# Random basking pics



## Strange_Evil (Aug 12, 2011)

After some ground turkey and 1 pinky he decided to bask and even come to the glass check me out then run for cover. idk he's weird lol


Oh and the names Renji!


----------



## reptastic (Aug 12, 2011)

Nice tegu you got there, they are extra cute at that size lol


----------



## Strange_Evil (Aug 13, 2011)

Thanks he has a really cool pattern, surprised he is eating so much already to have only been with me for such a short amount of time, he took some ground turkey,pink mouse already. So far he completely ignores crickets, but oh we'll that's the beauty of having more than one reptile that eats crickets !


----------



## jondancer (Aug 14, 2011)

You need some substrate in there for him. But he looks great


----------



## jdpFL (Aug 14, 2011)

Aw! I want a hatchling! So cute with the green...and I bet it's fun to watch them grow and develop their personality.


----------



## BillieJeAn (Aug 14, 2011)

he's got a gut! haha its adorable


----------



## Strange_Evil (Aug 14, 2011)

jondancer said:


> You need some substrate in there for him. But he looks great



That is just his basking platform he has about 5" of substrate. why would his cge be that small:huh:



 



jdpFL said:


> Aw! I want a hatchling! So cute with the green...and I bet it's fun to watch them grow and develop their personality.



LOl thanks, i'm glad he still has some green left i love the green heads. Can't wait until he turns into a 4ft puppy ..




BillieJeAn said:


> he's got a gut! haha its adorable



ha ha,yes he does. He is a little fatty.


----------



## j.sawyer48 (Aug 14, 2011)

hes gettin big lol and soo quick wish my red was that big hes still small


----------



## Strange_Evil (Aug 14, 2011)

think so? i know that belly of his is plumped, he eats until he looks like he's about to burst. Your red will come around soon for you  and start too grow like crazy out of no where.


----------



## j.sawyer48 (Aug 14, 2011)

thats wat im waitn for my guys fatt but just not bigg


----------



## Strange_Evil (Aug 14, 2011)

RECORD EXCERPTS:

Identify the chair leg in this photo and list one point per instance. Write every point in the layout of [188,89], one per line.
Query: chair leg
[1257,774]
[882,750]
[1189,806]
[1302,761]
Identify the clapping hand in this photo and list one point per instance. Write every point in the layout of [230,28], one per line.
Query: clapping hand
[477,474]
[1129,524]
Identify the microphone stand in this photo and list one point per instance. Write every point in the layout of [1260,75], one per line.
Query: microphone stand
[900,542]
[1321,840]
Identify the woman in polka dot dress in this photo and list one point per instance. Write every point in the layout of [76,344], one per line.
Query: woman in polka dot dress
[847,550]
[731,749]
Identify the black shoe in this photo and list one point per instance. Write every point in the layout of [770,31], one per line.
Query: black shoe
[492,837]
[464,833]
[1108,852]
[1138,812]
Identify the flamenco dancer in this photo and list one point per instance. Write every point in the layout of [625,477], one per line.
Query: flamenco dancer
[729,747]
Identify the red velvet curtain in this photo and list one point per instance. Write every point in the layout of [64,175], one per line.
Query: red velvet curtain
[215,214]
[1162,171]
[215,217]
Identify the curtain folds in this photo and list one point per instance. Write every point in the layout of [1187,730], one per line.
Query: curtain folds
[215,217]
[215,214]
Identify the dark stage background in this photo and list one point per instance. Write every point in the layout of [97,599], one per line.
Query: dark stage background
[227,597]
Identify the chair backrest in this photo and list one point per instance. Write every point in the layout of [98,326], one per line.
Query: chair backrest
==
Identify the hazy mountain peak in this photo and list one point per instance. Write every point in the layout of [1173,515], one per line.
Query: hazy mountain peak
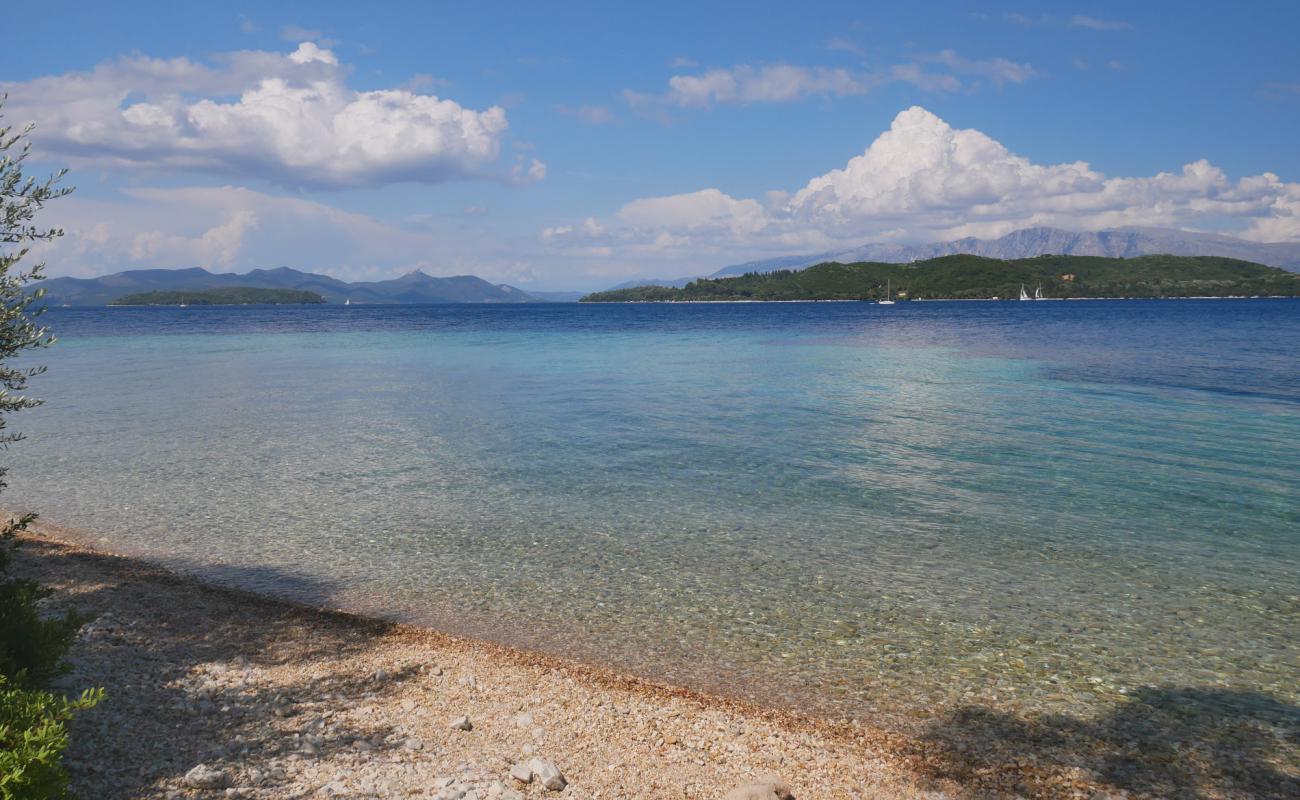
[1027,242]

INSTRUCTIONS:
1. In the forum thread about basking pics, why does the tegu's owner say he isn't short on substrate? Answer in one to three sentences.
2. From the forum thread about basking pics, repeat word for word the passage that begins at the words "Thanks he has" and stops after "jondancer (Aug 14, 2011)".

OUTPUTS FOR THE TASKS:
1. The spot in the picture is only his basking platform. His enclosure actually has about 5" of substrate.

2.
Thanks he has a really cool pattern, surprised he is eating so much already to have only been with me for such a short amount of time, he took some ground turkey,pink mouse already. So far he completely ignores crickets, but oh we'll that's the beauty of having more than one reptile that eats crickets !


----------



## jondancer (Aug 14, 2011)